> _Description of the task_
Turn the lines of the data below into a JSON list of strings, one string per line and no blank lines. Begin with the line that contains "Can you find the house roof" and end with the line that contains "[[56, 264]]", including both.

Recorded data:
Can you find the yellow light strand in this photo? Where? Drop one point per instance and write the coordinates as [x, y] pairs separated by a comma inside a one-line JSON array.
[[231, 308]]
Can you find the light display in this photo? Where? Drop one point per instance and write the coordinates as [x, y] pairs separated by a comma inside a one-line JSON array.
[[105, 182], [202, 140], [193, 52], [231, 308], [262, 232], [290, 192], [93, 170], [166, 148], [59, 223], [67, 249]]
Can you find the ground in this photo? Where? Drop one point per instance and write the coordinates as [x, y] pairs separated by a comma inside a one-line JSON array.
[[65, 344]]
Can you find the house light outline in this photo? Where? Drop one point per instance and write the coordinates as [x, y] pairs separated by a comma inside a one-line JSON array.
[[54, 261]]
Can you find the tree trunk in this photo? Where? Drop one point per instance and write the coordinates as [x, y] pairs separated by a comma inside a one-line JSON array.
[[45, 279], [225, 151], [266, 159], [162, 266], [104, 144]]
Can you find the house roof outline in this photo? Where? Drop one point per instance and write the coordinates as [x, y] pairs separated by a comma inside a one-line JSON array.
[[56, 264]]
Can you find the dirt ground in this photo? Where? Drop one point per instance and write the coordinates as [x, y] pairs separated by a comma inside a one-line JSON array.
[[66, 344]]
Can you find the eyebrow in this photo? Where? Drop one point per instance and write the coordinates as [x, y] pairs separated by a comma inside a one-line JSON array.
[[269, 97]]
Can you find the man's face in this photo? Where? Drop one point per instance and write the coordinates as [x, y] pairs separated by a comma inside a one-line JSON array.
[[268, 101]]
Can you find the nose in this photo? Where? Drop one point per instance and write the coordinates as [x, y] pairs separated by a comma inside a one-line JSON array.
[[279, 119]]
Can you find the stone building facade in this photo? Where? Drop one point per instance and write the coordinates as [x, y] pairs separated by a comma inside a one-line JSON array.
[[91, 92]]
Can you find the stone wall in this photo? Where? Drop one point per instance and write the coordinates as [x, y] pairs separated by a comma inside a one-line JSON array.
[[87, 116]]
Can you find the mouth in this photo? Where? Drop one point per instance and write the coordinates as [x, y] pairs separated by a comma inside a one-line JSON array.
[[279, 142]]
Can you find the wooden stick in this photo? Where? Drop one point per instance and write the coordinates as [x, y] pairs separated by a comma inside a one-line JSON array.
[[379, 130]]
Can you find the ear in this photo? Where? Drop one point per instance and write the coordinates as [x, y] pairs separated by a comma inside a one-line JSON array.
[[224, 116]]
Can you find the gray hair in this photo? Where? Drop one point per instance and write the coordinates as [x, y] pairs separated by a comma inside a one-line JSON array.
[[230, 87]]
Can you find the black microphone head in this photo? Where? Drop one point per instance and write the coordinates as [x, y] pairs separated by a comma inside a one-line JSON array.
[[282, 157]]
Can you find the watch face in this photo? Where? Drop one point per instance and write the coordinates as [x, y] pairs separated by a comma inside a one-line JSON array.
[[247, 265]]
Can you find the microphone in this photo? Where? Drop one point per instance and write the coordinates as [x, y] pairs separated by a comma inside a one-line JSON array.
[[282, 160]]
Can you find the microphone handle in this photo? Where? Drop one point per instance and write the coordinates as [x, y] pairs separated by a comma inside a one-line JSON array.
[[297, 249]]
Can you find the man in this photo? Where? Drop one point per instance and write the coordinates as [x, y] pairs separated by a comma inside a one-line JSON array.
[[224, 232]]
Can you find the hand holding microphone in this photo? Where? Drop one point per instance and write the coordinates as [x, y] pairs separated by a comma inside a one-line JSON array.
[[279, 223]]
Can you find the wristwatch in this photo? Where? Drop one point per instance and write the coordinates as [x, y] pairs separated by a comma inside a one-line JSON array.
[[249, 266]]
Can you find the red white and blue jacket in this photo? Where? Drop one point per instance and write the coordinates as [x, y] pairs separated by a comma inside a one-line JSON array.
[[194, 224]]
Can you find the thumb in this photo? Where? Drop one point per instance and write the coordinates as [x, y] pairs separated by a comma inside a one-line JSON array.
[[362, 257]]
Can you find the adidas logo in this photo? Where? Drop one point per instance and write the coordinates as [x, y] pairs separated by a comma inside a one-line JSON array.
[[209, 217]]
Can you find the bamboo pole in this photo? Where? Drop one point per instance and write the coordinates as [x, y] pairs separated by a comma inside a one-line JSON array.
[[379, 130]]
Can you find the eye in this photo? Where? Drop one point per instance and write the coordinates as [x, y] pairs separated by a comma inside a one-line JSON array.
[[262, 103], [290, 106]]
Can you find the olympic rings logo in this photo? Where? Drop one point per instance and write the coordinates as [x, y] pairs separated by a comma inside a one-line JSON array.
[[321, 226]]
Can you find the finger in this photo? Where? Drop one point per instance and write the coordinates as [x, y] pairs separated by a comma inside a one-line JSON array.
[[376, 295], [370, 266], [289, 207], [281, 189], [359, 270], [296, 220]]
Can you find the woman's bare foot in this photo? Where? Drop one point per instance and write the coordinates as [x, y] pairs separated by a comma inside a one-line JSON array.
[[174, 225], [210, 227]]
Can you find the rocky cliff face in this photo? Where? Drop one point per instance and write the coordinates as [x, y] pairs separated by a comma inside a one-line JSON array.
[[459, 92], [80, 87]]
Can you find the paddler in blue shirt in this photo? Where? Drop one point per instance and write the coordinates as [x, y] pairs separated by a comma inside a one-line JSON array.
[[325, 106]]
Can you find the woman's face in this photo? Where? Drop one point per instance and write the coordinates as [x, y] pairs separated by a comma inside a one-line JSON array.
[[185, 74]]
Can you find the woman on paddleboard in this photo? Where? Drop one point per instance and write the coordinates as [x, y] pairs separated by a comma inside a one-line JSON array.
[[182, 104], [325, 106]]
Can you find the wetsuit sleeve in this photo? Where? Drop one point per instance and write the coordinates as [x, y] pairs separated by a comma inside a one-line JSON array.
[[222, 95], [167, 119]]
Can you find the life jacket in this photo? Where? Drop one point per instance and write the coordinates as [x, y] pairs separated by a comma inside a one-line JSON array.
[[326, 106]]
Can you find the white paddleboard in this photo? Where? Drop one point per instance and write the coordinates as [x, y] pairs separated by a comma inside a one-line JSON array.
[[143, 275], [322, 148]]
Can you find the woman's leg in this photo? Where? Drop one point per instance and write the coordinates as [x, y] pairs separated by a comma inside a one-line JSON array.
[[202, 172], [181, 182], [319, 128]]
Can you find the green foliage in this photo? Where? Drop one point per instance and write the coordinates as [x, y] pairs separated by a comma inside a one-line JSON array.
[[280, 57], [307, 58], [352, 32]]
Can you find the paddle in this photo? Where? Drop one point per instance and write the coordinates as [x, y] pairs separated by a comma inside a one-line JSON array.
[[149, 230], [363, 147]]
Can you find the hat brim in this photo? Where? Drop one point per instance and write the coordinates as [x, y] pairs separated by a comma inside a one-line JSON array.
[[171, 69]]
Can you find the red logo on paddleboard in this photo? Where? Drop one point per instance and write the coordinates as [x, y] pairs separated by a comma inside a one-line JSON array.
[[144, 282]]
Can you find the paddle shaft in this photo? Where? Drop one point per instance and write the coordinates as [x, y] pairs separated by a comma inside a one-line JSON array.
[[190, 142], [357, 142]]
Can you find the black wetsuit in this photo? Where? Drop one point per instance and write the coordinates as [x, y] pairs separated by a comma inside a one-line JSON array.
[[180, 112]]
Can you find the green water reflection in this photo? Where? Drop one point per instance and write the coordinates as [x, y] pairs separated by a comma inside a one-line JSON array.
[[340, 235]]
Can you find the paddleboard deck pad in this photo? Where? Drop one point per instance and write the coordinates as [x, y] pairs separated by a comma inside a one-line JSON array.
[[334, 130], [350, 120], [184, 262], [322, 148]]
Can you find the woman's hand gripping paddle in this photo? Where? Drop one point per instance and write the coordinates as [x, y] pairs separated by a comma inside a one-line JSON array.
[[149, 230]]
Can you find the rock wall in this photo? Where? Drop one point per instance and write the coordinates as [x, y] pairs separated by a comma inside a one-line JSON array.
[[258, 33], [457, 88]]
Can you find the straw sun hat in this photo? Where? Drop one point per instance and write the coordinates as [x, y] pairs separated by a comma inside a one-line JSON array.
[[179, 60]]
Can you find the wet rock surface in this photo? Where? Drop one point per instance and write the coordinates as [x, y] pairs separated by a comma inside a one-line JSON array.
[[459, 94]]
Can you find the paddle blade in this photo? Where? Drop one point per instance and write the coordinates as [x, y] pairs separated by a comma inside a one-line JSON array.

> _Completed task_
[
  "Can you find the house roof outline in this photo? Where? Drop one point per instance and write the coordinates as [x, y] pairs separated by a comma inside a one-line JSON array.",
  "[[56, 264]]"
]